▶ **REQUIRED ACTION 1**
Answer these questions using the article on Dohazari, one answer per line, marked as the questions are.
(a) What was the total population of Dohazari in 2011?
(b) Dohazari lies in which upazila?
(c) Which Mughal general formed a joint force with Rajkumar Lakhsman Singh to conquer the southern area?
▶ **REQUIRED ACTION 2**
For each statement below, say whether it agrees with the article on Dohazari, and quote the words of the article that settle it.
(a) Buzurg Umed Khan was the son of Shaista Khan.
(b) Twenty Mughal army commanders took part in the invasion against the Arakanese.
(c) Lakhsman Singh Hazari's Mansabdari stretched from Hashimpur to nearly the middle of Cox's Bazar.
▶ **REQUIRED ACTION 3**
Write the next part of the article on Dohazari, continuing from its final sentence.

- Dohazari
- Coordinates: 22°09′46″N 92°04′22″E﻿ / ﻿22.16278°N 92.07278°E

Population (2011)
- • Total: 40,147

= Dohazari =

Dohazari is a municipal area in southeast Bangladesh. It is in Dohazari municipality of Chandanaish Upazila, Chittagong District.

== History ==
The Mughal Subahdar Shaista Khan expelled the Arakanese from Chittagong in 1666 and established Mughal rule. After the Arakanese expulsion, Islamabad as the area came to be known, made great strides in economic progress. In 1666, Buzurg Umed Khan the son of the Subahdar Shaistha Khan led the invasion of the Mughal army as chief of the campaign to expel the Arakanese.In this invasion against the Arakanese, there were thirteen Mughal army commanders, consists of both Mansabdars and Army Generals. They invaded Chittagong and won a vast territory starting from modern day Feni to Cox's Bazar. After the invasion the Mansabdars and the military force settled there to ensure the security and ruling of the territory.

One Mansabdar among them was Rajkumar Lakhsman Singh Hazari. His original name was Lakhsman Singh, he was a Gaur Rajput Prince and came from one of the Suryavanshi lineage Rajput ruling family of Rajputana under Mughal territory. He was a Mansabdar of Umra/Omrah Hazari rank in Mughal Imperial Court (commander of two thousand cavalry and soldiers including artillery) and this designation title, Hazari was added with his name. Rajkumar Lakhsman Singh and a mughal general Adhu Khan's joint force were responsible for the conquest of the southern area, they made their conquest till Ramu, Cox's Bazar. After dividing the territory, Lakhsman Singh Hazari was awarded a Mansabdari of South Chittagong under Mughal authority, it was a territory starting from Hashimpur, few miles before of Dohazari to nearly the middle of Cox's Bazar. Lakshman Singh Hazari was the founder of Dohazari. He established a fort in Dohazari and Dohazari was the centre of his Mansabdari. It is said that Dohazari was named because there was an army camp of two thousand soldiers (fort & including areas), this was Lakhsman Singh Hazari's command post. On the other hand, another possibility for the naming was, the actual rank title of Lakhsman Singh was Do Hazari; which meant commander of two thousand soldier or sowar (cavalry). The similarity of the name indicates that Lakhsman Singh Hazari's title was used for naming this region.

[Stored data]

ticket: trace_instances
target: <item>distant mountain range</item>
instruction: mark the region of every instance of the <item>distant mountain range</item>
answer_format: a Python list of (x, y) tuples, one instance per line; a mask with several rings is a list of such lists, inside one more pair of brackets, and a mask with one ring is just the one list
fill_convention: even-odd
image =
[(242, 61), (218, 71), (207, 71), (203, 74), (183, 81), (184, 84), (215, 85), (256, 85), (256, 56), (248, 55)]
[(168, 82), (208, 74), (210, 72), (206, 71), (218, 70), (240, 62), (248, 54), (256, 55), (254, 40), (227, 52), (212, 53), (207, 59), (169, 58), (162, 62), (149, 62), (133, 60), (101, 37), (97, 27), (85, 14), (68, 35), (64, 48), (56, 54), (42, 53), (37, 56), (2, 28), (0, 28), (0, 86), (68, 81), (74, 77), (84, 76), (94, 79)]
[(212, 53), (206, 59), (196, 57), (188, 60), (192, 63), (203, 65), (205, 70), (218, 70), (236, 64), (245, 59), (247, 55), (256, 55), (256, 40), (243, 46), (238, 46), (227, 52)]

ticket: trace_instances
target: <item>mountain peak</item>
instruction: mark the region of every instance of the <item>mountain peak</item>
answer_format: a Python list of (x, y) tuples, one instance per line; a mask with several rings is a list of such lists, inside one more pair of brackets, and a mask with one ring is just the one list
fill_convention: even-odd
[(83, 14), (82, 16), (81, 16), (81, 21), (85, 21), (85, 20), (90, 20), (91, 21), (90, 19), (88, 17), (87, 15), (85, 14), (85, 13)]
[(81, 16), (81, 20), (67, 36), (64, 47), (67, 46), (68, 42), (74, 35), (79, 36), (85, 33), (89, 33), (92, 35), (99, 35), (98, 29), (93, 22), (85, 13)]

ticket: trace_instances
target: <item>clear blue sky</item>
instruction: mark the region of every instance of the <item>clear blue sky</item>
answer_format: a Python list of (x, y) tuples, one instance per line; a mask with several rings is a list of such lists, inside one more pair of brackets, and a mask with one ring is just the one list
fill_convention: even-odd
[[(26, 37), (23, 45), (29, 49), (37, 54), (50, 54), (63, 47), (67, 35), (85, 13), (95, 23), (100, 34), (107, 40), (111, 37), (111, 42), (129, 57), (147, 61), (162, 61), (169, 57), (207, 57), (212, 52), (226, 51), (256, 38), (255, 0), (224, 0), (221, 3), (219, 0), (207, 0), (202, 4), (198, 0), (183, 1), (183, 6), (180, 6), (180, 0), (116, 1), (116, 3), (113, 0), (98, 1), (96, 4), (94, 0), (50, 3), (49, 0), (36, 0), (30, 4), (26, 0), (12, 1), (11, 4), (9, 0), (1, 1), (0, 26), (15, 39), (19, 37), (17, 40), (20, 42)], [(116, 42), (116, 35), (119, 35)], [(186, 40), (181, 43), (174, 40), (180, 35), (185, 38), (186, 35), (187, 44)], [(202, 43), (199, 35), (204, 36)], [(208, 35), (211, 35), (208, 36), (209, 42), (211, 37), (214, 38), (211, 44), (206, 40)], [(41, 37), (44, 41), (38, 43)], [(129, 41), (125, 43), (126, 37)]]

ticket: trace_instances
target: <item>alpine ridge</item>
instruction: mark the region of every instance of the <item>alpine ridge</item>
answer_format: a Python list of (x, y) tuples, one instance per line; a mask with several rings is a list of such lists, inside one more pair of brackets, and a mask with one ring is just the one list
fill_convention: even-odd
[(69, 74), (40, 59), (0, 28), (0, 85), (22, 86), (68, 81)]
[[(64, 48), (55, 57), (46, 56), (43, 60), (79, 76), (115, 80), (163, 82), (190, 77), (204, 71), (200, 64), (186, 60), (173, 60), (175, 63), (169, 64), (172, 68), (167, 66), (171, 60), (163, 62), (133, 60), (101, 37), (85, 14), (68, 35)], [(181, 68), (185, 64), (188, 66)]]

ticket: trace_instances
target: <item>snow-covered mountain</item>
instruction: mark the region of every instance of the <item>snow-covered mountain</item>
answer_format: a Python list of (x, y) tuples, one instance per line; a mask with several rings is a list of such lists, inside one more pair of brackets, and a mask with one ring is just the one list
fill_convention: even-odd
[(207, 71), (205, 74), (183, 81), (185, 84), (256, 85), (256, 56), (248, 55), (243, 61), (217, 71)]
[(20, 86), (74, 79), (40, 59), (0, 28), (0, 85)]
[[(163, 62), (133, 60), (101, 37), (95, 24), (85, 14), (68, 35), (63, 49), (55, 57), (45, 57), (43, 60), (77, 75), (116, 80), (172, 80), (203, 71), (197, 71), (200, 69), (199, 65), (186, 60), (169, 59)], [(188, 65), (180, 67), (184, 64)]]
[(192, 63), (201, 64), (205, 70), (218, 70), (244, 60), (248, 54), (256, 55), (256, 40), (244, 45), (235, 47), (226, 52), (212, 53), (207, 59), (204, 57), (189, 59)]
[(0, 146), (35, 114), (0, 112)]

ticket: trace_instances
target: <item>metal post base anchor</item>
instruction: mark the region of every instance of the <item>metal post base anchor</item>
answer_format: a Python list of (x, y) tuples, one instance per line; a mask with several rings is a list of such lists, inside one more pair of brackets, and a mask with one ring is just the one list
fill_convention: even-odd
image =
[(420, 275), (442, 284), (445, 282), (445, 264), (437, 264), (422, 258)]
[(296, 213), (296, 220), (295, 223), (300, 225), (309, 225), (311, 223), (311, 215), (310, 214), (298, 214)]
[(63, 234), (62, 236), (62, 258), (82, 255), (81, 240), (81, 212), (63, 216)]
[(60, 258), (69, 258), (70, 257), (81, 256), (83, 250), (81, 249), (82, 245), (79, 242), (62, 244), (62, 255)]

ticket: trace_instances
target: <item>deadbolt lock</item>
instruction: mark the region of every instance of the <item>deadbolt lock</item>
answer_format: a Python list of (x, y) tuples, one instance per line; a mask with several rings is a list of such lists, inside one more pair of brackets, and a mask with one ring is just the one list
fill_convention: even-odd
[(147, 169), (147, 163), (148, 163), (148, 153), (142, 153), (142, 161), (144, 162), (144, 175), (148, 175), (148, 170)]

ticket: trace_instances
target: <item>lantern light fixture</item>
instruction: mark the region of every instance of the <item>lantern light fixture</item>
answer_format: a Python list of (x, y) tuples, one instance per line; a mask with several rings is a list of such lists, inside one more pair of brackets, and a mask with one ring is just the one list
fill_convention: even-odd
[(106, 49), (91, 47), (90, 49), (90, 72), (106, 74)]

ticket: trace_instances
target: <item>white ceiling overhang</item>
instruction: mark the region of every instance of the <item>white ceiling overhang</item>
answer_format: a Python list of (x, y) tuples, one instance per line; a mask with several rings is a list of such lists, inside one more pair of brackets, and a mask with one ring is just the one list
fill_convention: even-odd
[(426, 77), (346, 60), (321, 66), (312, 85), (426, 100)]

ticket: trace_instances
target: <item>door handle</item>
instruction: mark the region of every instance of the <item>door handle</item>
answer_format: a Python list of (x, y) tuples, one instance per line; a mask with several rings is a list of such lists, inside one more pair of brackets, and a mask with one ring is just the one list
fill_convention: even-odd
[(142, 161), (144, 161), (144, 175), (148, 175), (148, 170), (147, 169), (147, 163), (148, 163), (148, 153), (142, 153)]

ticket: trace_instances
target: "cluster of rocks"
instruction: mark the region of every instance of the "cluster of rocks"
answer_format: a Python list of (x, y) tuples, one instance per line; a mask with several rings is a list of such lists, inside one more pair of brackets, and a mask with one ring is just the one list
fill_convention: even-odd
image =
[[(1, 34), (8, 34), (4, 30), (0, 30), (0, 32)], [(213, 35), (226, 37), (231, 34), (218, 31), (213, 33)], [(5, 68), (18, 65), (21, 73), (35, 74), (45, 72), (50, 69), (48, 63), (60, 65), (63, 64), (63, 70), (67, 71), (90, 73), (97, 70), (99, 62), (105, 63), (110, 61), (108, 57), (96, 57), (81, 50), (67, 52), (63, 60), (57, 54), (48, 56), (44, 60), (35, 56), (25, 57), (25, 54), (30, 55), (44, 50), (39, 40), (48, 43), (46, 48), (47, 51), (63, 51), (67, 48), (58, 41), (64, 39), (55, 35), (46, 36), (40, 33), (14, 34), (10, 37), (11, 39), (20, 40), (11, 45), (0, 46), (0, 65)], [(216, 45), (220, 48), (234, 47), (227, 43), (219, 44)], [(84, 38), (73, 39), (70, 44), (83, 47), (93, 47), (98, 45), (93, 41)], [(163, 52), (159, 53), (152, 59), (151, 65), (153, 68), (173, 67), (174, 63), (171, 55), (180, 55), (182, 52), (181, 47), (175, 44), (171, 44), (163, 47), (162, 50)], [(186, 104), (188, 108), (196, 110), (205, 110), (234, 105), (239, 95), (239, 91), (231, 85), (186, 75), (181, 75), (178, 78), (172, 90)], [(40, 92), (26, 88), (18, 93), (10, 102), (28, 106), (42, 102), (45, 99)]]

* * *

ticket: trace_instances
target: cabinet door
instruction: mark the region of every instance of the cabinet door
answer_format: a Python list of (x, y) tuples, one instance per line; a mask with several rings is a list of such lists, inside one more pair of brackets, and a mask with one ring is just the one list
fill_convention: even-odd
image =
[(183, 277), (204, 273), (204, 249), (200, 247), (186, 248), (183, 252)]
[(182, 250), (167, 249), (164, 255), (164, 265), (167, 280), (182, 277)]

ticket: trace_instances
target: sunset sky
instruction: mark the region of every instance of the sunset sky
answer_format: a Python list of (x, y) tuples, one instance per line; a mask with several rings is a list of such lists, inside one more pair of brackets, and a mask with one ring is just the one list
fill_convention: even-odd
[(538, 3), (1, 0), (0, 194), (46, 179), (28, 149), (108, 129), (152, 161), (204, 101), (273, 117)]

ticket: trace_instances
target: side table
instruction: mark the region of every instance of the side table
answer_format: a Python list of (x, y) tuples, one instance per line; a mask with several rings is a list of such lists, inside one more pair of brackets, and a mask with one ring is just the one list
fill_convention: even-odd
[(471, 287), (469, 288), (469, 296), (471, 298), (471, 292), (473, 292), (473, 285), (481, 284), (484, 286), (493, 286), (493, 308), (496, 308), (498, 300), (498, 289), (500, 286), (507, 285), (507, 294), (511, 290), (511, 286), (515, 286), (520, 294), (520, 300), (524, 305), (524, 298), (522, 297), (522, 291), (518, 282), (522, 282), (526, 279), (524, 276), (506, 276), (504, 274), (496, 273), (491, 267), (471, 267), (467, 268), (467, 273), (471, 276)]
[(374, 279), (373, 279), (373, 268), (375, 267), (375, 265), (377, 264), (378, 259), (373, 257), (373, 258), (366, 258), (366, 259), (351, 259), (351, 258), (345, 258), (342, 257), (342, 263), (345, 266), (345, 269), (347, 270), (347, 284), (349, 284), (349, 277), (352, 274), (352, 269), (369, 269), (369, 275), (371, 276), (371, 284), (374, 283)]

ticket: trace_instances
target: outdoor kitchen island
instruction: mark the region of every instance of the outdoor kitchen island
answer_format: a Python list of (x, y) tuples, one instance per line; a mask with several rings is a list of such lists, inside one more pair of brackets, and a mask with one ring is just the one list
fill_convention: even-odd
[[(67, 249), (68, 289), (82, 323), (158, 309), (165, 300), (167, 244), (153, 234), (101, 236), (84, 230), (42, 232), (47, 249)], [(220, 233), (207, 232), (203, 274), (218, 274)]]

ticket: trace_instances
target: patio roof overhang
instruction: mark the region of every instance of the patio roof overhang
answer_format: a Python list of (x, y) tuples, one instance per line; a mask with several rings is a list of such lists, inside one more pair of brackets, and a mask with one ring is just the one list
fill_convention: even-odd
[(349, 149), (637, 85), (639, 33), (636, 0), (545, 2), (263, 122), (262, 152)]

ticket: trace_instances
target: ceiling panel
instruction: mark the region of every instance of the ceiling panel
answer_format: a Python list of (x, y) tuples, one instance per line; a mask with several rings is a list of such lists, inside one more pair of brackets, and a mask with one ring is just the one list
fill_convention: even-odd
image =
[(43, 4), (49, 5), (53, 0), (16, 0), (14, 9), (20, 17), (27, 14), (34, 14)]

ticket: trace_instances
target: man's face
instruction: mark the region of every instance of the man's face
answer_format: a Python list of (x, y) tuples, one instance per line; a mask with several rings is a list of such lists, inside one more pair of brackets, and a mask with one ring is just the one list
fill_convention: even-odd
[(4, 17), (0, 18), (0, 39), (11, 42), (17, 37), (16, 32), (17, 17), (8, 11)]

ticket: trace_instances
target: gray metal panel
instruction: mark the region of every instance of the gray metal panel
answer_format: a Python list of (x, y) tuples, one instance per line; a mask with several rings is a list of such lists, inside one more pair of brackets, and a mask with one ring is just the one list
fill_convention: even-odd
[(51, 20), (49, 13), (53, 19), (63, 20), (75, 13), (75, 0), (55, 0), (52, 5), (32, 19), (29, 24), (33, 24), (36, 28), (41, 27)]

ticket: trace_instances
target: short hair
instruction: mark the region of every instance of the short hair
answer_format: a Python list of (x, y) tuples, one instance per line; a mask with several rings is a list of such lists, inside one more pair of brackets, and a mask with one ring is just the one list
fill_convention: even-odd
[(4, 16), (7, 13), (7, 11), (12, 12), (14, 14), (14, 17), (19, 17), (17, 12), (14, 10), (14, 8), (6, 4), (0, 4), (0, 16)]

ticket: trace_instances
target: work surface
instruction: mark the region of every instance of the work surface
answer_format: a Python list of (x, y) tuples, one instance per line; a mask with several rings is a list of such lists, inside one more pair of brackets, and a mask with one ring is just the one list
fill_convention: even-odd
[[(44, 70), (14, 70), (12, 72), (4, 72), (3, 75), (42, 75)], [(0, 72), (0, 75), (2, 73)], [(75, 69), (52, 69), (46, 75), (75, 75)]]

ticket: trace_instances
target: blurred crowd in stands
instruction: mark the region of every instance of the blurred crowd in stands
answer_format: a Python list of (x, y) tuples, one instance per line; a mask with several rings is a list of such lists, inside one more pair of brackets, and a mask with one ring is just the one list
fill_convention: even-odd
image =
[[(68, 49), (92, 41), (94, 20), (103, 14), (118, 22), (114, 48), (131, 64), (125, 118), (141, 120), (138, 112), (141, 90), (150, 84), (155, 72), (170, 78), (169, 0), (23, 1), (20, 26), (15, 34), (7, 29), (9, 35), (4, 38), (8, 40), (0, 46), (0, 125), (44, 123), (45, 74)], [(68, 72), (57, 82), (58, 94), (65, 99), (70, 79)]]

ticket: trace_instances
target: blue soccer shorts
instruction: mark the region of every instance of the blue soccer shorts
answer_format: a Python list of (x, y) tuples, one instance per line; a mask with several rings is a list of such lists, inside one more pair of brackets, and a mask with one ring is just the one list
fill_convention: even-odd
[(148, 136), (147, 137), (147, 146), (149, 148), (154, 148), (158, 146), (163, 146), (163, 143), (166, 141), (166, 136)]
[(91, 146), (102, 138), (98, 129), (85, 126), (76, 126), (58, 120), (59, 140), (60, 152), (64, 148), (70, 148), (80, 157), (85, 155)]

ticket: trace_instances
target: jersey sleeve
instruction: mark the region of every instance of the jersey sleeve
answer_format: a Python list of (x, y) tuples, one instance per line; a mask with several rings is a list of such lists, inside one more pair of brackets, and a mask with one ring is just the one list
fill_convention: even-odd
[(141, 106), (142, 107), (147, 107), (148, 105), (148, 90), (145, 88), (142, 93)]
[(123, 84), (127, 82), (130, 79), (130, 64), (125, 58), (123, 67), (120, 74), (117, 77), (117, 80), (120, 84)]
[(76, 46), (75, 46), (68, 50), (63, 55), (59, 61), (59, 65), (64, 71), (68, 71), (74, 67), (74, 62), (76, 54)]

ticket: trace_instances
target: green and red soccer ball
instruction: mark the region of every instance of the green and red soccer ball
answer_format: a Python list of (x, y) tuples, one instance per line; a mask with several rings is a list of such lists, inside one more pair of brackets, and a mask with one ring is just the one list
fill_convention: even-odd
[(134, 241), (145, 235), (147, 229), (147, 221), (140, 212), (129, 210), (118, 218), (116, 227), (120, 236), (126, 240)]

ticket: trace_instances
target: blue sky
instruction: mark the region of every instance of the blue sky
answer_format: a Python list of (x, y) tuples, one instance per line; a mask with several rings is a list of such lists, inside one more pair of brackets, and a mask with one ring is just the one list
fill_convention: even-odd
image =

▶ **TASK RESPONSE 1**
(a) 40,147
(b) Chandanaish Upazila
(c) Adhu Khan

▶ **TASK RESPONSE 2**
(a) Yes: "Buzurg Umed Khan the son of the Subahdar Shaistha Khan"
(b) No: "there were thirteen Mughal army commanders"
(c) Yes: "it was a territory starting from Hashimpur, few miles before of Dohazari to nearly the middle of Cox's Bazar"

▶ **TASK RESPONSE 3**
The Hazari Family or the descendants of Lakhsman Singh Hazari are still living in Dohazari; during Mughal period they were the hereditary Mughal Mansabdars of Dohazari with the title of Maharaj Babu and during British era they were the Zamindars of Dohazari. Now the Hazari Family own Hazari Estate, which is based on Land properties, Commercial Space, shopping centre, Housing estates and Industrial places.
In social service activities, Hazari family donated and helped for establishing two schools, one college, mosque, temples at Dohazari. The family donated a large area of lands for establishing two schools and made strong role on establishing a hospital in Dohazari. Late Babu Bhagirath Singh Hazari was the pioneer of these social service activities. Lakhsman Singh Hazari was the founder of Dohazari and his descendant Bhagirath Singh Hazari was the pioneer and architect of making 'Dohazari' a city. Bhagirath Singh Hazari made the first attempt and made strong steps to make Dohazari a city.

The family made a great influence for the development of the area, as a result, Dohazari is now the most influential business centre and a municipality of South Chittagong.

== Transport ==

In 2011, it is the railhead for Bangladesh Railway, on an extension of the Akhaura-Laksam-Chittagong Line, in the direction of Cox's Bazar. In 2011, it is proposed to extend the railways by 100 km to Cox's Bazar. The line to Cox's Bazar was inaugurated in 2023.